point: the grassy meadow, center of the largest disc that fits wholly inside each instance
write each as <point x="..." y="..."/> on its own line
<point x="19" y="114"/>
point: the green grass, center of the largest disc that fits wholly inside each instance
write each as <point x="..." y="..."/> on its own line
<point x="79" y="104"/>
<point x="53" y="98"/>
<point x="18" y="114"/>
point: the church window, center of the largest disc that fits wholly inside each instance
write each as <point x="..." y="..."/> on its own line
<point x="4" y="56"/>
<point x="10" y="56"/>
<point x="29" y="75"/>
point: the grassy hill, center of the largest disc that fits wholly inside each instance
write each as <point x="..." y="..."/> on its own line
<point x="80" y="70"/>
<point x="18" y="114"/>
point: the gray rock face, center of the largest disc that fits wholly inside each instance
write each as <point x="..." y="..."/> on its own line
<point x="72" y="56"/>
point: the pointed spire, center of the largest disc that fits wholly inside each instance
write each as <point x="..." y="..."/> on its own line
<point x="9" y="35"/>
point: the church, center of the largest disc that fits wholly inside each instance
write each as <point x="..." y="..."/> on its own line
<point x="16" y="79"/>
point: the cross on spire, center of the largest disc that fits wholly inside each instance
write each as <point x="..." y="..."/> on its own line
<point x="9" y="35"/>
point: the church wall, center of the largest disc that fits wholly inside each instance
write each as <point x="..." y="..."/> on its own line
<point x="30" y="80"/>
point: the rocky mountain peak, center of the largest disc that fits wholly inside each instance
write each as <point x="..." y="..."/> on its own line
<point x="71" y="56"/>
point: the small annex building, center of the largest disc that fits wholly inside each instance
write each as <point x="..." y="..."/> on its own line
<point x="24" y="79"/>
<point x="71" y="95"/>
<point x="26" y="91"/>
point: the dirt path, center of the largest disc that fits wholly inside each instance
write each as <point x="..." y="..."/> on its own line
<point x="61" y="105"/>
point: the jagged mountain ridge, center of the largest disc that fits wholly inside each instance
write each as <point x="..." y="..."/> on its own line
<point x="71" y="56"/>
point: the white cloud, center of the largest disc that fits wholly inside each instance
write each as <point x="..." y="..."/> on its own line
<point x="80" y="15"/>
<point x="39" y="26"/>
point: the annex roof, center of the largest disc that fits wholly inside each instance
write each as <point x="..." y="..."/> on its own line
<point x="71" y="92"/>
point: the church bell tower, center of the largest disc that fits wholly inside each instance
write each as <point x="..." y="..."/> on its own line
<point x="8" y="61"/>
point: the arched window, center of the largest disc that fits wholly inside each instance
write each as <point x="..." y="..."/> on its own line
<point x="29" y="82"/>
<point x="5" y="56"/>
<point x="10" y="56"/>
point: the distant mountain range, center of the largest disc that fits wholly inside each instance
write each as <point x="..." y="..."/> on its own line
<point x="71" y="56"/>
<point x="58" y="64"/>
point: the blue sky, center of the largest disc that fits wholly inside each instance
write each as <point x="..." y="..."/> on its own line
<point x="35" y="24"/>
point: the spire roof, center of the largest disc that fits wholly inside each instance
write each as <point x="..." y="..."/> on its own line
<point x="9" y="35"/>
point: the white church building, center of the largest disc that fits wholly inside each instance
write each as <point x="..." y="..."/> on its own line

- _Work to complete_:
Write out every entry above again, line for line and word for word, changing nothing.

- _Completed exercise_:
point: the grassy meadow, center of the largest disc that fits wholly inside each instance
write each as <point x="..." y="..."/> on its own line
<point x="19" y="114"/>
point: the green grass, center of the largest disc that fits wholly inside each instance
write each as <point x="..." y="..."/> on its own line
<point x="79" y="104"/>
<point x="53" y="98"/>
<point x="18" y="114"/>
point: the church window, center of the largest disc that fits wholly inside each instance
write each as <point x="..." y="..."/> on its own line
<point x="4" y="56"/>
<point x="10" y="56"/>
<point x="29" y="75"/>
point: the grassy hill, center of the largest disc that fits wholly inside each instance
write each as <point x="..." y="..."/> on its own line
<point x="80" y="70"/>
<point x="18" y="114"/>
point: the gray rock face, center of the largest disc that fits wholly inside each instance
write each as <point x="..." y="..."/> on its own line
<point x="72" y="56"/>
point: the pointed spire, center of the largest disc that fits wholly inside each instance
write each as <point x="..." y="..."/> on its own line
<point x="9" y="35"/>
point: the church, center of the largest disc that fits wholly inside each instance
write each as <point x="..." y="..."/> on its own line
<point x="16" y="79"/>
point: the cross on spire, center of the largest disc that fits wholly inside each instance
write each as <point x="..." y="..."/> on its own line
<point x="9" y="35"/>
point: the church wall, center of the largest disc that fits wholly inside each instance
write each as <point x="..." y="..."/> on its own line
<point x="30" y="80"/>
point: the rocky mountain peak, center of the largest disc that fits wholly inside each instance
write each as <point x="..." y="..."/> on its own line
<point x="71" y="56"/>
point: the small annex building, center of the largest disc that fits wholly inside each instance
write each as <point x="..." y="..."/> on its own line
<point x="24" y="79"/>
<point x="71" y="95"/>
<point x="26" y="91"/>
point: the dirt path, center of the largest disc that fits wholly inside each instance
write each as <point x="..." y="..."/> on its own line
<point x="61" y="105"/>
point: the jagged mountain ridge, center of the largest disc that fits wholly inside each instance
write each as <point x="..." y="..."/> on its own line
<point x="71" y="56"/>
point: the white cloud, center of the largest disc that fits wholly inside each instance
write each as <point x="..." y="..."/> on its own line
<point x="80" y="15"/>
<point x="39" y="26"/>
point: the annex roof, center of the largest disc that fits wholly inside each instance
write each as <point x="..." y="..."/> on its own line
<point x="71" y="92"/>
point: the church bell tower, center of the largest disc that fits wholly inside each instance
write each as <point x="..." y="..."/> on its own line
<point x="8" y="61"/>
point: the arched window, center of the largest disc that fits wholly inside each instance
write each as <point x="..." y="..."/> on its own line
<point x="29" y="82"/>
<point x="5" y="56"/>
<point x="10" y="56"/>
point: the distant mountain range, center of the largest disc that fits wholly inside each instance
write each as <point x="..." y="..."/> on its own line
<point x="71" y="56"/>
<point x="58" y="64"/>
point: the blue sky, center of the largest disc that fits wholly inside each instance
write each as <point x="..." y="..."/> on its own line
<point x="35" y="24"/>
point: the spire roof, center of the largest disc that fits wholly inside each instance
write each as <point x="..." y="..."/> on its own line
<point x="9" y="35"/>
point: the white church building, center of the largest disc that fits wholly inside each instance
write each as <point x="..." y="..."/> on its own line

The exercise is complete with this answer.